=== Written task ===
Write out the entire listing below exactly, with the pictures left out.

=== Stored data ===
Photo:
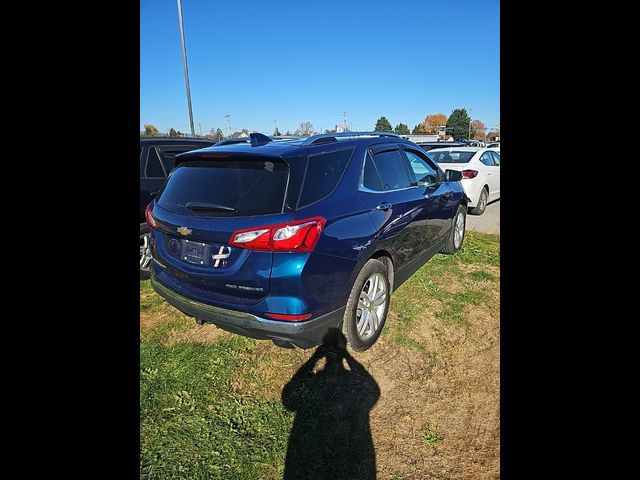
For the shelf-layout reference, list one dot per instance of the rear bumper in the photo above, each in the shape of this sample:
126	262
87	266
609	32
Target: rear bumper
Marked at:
301	334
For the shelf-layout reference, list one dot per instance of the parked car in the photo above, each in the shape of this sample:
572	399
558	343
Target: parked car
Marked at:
480	169
157	155
286	240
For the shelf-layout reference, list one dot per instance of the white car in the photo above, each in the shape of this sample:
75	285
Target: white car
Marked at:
480	169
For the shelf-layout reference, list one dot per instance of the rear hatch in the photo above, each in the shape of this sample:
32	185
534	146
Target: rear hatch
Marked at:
202	203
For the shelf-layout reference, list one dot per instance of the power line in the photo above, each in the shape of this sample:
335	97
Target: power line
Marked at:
186	68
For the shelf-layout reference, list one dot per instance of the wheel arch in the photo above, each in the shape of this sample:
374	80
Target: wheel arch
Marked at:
385	257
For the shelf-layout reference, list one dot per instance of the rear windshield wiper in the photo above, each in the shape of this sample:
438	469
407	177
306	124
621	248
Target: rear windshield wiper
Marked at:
209	206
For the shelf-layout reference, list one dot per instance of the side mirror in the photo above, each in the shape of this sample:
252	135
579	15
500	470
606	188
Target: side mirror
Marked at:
452	175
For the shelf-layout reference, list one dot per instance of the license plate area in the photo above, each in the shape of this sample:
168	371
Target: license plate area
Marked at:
195	252
210	255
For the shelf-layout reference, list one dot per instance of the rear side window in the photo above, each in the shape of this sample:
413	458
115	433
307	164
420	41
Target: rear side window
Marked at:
392	169
425	173
370	178
486	159
168	154
324	170
241	186
154	167
451	156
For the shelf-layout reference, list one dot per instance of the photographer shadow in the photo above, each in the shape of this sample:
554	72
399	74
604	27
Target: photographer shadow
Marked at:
331	436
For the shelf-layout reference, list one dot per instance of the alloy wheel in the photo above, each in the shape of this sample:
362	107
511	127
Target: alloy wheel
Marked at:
371	306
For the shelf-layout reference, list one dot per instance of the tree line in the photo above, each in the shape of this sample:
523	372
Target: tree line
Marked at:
458	125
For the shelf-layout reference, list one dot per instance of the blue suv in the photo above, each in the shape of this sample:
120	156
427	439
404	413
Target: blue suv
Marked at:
288	240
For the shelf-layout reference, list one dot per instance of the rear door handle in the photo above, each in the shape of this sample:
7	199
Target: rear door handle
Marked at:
384	206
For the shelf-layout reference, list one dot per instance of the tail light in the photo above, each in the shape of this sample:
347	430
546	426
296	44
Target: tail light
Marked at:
151	220
297	236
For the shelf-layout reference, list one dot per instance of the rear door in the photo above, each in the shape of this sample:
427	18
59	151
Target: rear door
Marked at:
396	203
493	174
203	202
496	173
440	206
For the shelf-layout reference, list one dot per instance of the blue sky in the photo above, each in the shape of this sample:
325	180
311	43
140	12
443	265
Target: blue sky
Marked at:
310	61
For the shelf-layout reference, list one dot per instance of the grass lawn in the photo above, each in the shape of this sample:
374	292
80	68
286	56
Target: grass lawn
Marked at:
218	405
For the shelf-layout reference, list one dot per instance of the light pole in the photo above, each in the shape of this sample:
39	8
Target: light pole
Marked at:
186	69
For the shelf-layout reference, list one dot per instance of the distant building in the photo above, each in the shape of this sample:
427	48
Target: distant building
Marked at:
421	138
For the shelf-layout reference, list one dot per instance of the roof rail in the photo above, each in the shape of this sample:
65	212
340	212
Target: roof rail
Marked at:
333	137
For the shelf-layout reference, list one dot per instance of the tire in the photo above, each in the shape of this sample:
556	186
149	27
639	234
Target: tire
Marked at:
482	203
454	242
145	231
372	271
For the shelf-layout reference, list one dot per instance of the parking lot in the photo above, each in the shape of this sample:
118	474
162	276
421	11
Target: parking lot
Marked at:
218	405
488	222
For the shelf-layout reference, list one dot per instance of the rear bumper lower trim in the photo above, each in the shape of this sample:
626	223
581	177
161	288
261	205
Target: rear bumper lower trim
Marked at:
304	334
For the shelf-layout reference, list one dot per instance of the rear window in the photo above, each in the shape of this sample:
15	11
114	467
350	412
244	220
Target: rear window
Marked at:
222	188
323	173
451	156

=== Expected answer ===
Photo:
For the shelf-layout reference, list one dot per instance of the rear bumper in the photo above, each in the shape of this sample:
126	262
87	266
609	32
Target: rear bumper
Marked at:
301	334
For the shelf-layout reference, list one dot per instance of the parked car in the photo above, each in the shape of this sample:
572	399
558	343
Target: parked car
Marked at:
480	169
157	155
286	240
For the shelf-layout reference, list one dot per instance of the white car in the photo above, each in the shape of this sample:
75	285
Target: white car
Marked at:
480	169
For the shelf-layout reference, list one dot per instance of the rear hatch in the photo above, each in the shape of this sample:
32	185
534	146
Target: rear hatch
Marked at:
202	203
For the shelf-layout reference, list one dot per instance of the power line in the photo above, each in the shape of this sample:
335	97
Target: power line
Marked at:
186	68
For the shelf-layout reference, list one dot per instance of the wheel arch in the photo above, each in the shape of this sample:
374	80
Target: wheel arch
Marked at:
385	257
For the shelf-layout reference, list one dot per instance of the rear windshield wiper in the photo above, each in the shape of this sample:
438	469
407	177
306	124
621	248
Target: rear windshield wiper
Marked at:
209	206
For the shelf-layout reference, list one dot per instance of the side mirror in the photo above, each in the shape of this sample:
252	135
579	15
500	470
606	188
Target: side mirror
Marked at:
452	175
For the shelf-layout reference, list one dot per instance of the license plate area in the photo above, each in the shape of this sample:
168	371
Target: license plate area
Marked at:
195	252
210	255
For the shelf-layout reference, list one dot per instance of the rear side window in the photo above, each in the shape of this sample:
413	458
115	433
307	164
420	41
Target: rear side window
Marked at:
392	169
425	173
370	178
486	159
168	154
324	170
241	186
154	167
451	156
For the shelf-layout reference, list one dot per instance of the photographer shadow in the photo above, each in the shape of this sample:
554	72
399	74
604	27
Target: photographer shadow
Marked at:
331	436
For the shelf-layout reference, list one dot per instance of the alloy wheel in the photo above, each in the shape of this sample:
362	107
511	127
Target: alloy wheel
Marked at:
371	306
For the shelf-layout reference, list one dot per instance of the tree line in the photo above, each in the shape of this sample:
523	372
Target: tree line
Marked at:
458	125
For the shelf-layout reference, list one dot per instance of the blue suv in the photo above, each in the shape of this sample:
120	156
427	439
404	413
Target: blue suv
Marked at:
288	240
For the shelf-layout reference, list one dot per instance of the rear door handle in the photo above, each in the shape of this sample:
7	199
Target: rear door handle
Marked at:
384	206
For the shelf-layout reference, list one dot per instance of the tail light in the photo above, each in the shape of this sample:
347	430
546	426
296	44
Target: tail light
Marked at:
151	220
297	236
For the shelf-layout reference, list one dot per instance of the rear door in the photo above, each in the shape of this sample:
427	18
59	151
Target: rear door
Marked at:
396	203
493	174
203	202
496	173
440	206
For the shelf-layout reference, list one dot per instance of the blue sky in the photo above, each in the shape of this sample:
325	180
311	43
140	12
443	265
Target: blue sky
Marked at:
310	61
For the shelf-layout reference, list one dot per instance of the grass lawn in the photo above, each in the shape of this sample:
374	292
80	68
286	56
Target: grass lawn
Marked at:
218	405
For the shelf-layout reference, list one dot per instance of the light pole in the photo above, each in the shape of this sample:
39	8
Target: light pole
Marked at:
186	69
For the shelf-layout reference, list one dot per instance of the distant building in the photo above, each in the shape of this sample:
427	48
Target: distant building
Marked at:
421	138
For the shelf-layout reference, list one dot per instance of the roof rail in the photo above, each in the shape of this sample:
65	212
340	212
Target: roof rail
Marked at:
333	137
For the shelf-layout reference, list one dot per instance of the tire in the photo above, each in the shape of this sample:
556	186
149	27
639	234
Target: tire
Marked at:
482	203
454	242
145	231
372	271
For the shelf-layout reference, list one dot per instance of the parking lot in the photo above, each in the shape of this sample:
118	474
162	276
421	11
Target: parking lot
Marked at:
218	405
488	222
For the shelf-layout reference, list one dot per instance of the rear bumper lower trim in the photo above, each in the shape of this sample:
626	223
581	177
161	288
261	205
Target: rear bumper lower trim
Marked at:
304	334
For the shelf-layout reference, list one dot per instance of the rear window in the photo above, each in the shape of this sample:
15	11
114	467
350	412
244	220
Target: rear window
Marked at:
222	188
323	173
451	156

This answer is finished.